■ **Exercises to complete**:
A. Check the statements below against the robot head text. For each, answer yes or no and quote the words from the text that decide it.
(i) The system recovered from false positives in the Prosilica robot head experiments.
(ii) SURF is less prone to false positives than SIFT and KAZE.
(iii) The current inhibition of return behaviour lets the robot revisit a previously attended location.
B. Rewrite the part of the robot head text between "6 Conclusions and" and "regions and objects.", inclusive, with "stereo" in place of "binocular".

Prosilica Robot Head. Table 2 illustrates the system’s recognition rates for all experiments. False positives emerged due to the object feature descriptors matching with unknown objects and, in consequence, these matches were not consistent with the reference object centre in the database while generating object hypotheses pre-attentively (as previously reported in [2]). However, the system recovered from false positives. These results further support the active vision paradigm, since the robot vision architecture is able to recover from these failures while investigating the scene from different views. Thus, the robot is able to locate almost all of the object instances, despite not noticing every object instance present during each pre-attentive cycle.

Fig. 6.
figure 6

Overall recognition rate for the visual tasks for the Prosilica robot head.

Table 2. Outcomes for the Prosilica robot head.
Fig. 7.
figure 7

Outcomes for experiments with the Nikon robot head.

Table 3. Outcomes for the Nikon robot head.

Nikon Robot Head. From Table 3, we can observe that the recognition performance is linked to the feature extraction techniques used. Average recognition rates for SURF, SIFT and KAZE are 60 %, 77 % and 83 % percentage, respectively. SIFT and KAZE, in these experiments, achieved better recognition rates than SURF due to the inherent properties of being “almost” invariant to perspective transformations. It is also worth noting that both SIFT and KAZE techniques are less prone to false positives as opposed to SURF. As we described above, our portable active vision architecture was tested using an anthropomorphic configuration where objects are not in similar 2D planes as it is the case from the Proscilica robot head experiments. By comparing Table 3 with Table 2, we can observe a decrease in the performance. That is, 3D structures from an anthropomorphic configuration are more difficult to recognise and, therefore, the robustness of feature descriptions decrease. We can also observe more recoveries from failures (last column in Table 3) in these set of experiments. We deduce that this particular configuration introduces challenging geometric transformations that state-of-the-art feature descriptions are still not able to cope with. Hence, the chosen feature extraction has a key role in the overall recognition performance. Nevertheless, our active robot head is able to explore a scene regardless of hardware configuration, different view point while maintaining acceptable recognition rates.

6 Conclusions and Future Work

We have presented a portable active binocular robot head that integrates visual behaviours in a unified and parsimonious architecture that is capable of autonomous scene exploration. That is, our robot architecture can identify and localise multiple same-class and different-class object instances while maintaining vergence and directing the system’s gaze towards scene regions and objects.

Our portable robot vision architecture has been validated over challenging scenes and realistic scenarios in order to investigate and study the performance of the visual behaviours as an integrated architecture. By carrying out a qualitative comparison with current robot vision systems whose performance has been reported in the literature, we argue that our architecture clearly advances the reported state-of-the-art [3, 5, 13, 15, 18] in terms of our system’s innate visual capabilities and portability to different environment settings, e.g. multiple same-class object identification and tolerated degree of visual scene complexity. Our architecture is therefore portable enough in order to be adapted to different hardware configuration, feature description and view-points.

In biological systems, it is found that a region in the scene that is sufficiently salient can capture the attention of an observer more than once during a visual task [21, 22]. Our current inhibition of return behaviour, however, has been formulated explicitly to prevent the robot from visiting a previously attended location. We propose to revise this behaviour by incorporating an exponential decay criterion that dictates the mean-lifetime of inhibition of an attended location. The robot would then be able to re-visit a previously attended location, perhaps in the context of a spatial awareness model with a cognitive module.

(Source data)
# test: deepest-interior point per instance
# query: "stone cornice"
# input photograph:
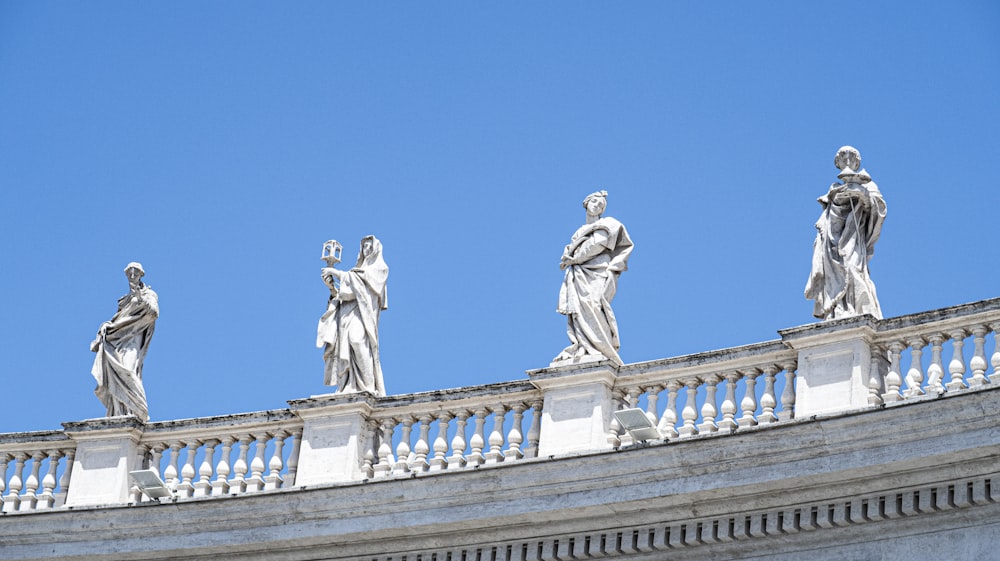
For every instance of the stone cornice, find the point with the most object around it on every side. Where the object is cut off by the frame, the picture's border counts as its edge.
(903, 455)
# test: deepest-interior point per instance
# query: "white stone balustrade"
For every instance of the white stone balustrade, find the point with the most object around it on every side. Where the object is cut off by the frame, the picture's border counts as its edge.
(35, 470)
(940, 351)
(455, 429)
(707, 393)
(224, 455)
(821, 369)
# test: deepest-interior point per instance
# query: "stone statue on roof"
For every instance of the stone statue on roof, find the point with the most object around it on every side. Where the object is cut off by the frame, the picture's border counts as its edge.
(593, 260)
(846, 232)
(121, 346)
(348, 331)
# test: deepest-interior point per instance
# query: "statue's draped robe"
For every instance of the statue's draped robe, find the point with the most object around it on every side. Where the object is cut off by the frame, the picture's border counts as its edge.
(600, 251)
(846, 233)
(348, 331)
(120, 352)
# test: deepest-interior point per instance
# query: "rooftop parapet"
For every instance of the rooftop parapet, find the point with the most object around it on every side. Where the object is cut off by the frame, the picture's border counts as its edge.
(821, 369)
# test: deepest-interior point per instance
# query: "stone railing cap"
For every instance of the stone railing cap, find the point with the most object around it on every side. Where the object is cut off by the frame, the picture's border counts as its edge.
(104, 423)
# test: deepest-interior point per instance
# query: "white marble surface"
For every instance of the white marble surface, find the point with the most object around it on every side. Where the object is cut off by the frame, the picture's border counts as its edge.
(121, 347)
(593, 260)
(348, 331)
(851, 222)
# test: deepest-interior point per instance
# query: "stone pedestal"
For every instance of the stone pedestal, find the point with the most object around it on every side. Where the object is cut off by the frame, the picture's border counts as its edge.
(106, 451)
(334, 437)
(836, 370)
(577, 409)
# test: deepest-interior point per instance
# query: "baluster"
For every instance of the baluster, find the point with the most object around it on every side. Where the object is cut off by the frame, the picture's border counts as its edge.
(186, 487)
(728, 422)
(385, 460)
(514, 437)
(157, 458)
(893, 380)
(788, 393)
(978, 363)
(935, 372)
(371, 449)
(457, 458)
(293, 456)
(440, 460)
(257, 465)
(203, 487)
(995, 358)
(170, 474)
(238, 483)
(142, 454)
(748, 405)
(708, 409)
(915, 375)
(64, 480)
(495, 455)
(668, 422)
(274, 465)
(13, 500)
(690, 412)
(957, 365)
(221, 484)
(4, 459)
(368, 462)
(876, 367)
(403, 448)
(652, 397)
(535, 431)
(29, 498)
(478, 441)
(422, 447)
(47, 499)
(631, 401)
(614, 427)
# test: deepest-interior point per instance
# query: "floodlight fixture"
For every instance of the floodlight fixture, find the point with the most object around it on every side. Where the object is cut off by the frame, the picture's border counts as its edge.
(149, 482)
(637, 425)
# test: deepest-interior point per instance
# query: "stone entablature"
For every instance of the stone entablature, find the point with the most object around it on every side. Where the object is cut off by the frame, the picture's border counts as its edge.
(914, 480)
(842, 428)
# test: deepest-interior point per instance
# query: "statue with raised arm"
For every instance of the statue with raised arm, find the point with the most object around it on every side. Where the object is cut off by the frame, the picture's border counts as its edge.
(348, 331)
(594, 259)
(121, 346)
(846, 232)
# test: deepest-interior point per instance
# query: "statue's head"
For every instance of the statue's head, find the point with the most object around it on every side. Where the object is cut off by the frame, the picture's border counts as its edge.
(847, 157)
(134, 272)
(596, 202)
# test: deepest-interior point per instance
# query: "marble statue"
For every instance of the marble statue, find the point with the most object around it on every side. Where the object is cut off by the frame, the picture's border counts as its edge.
(348, 331)
(846, 232)
(595, 257)
(121, 346)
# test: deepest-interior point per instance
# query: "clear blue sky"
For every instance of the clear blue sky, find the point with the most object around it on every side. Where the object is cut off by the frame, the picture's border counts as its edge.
(221, 143)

■ **Exercise results**:
A.
(i) Yes: "However, the system recovered from false positives."
(ii) No: "both SIFT and KAZE techniques are less prone to false positives as opposed to SURF"
(iii) No: "Our current inhibition of return behaviour, however, has been formulated explicitly to prevent the robot from visiting a previously attended location."

B.
6 Conclusions and Future Work

We have presented a portable active stereo robot head that integrates visual behaviours in a unified and parsimonious architecture that is capable of autonomous scene exploration. That is, our robot architecture can identify and localise multiple same-class and different-class object instances while maintaining vergence and directing the system’s gaze towards scene regions and objects.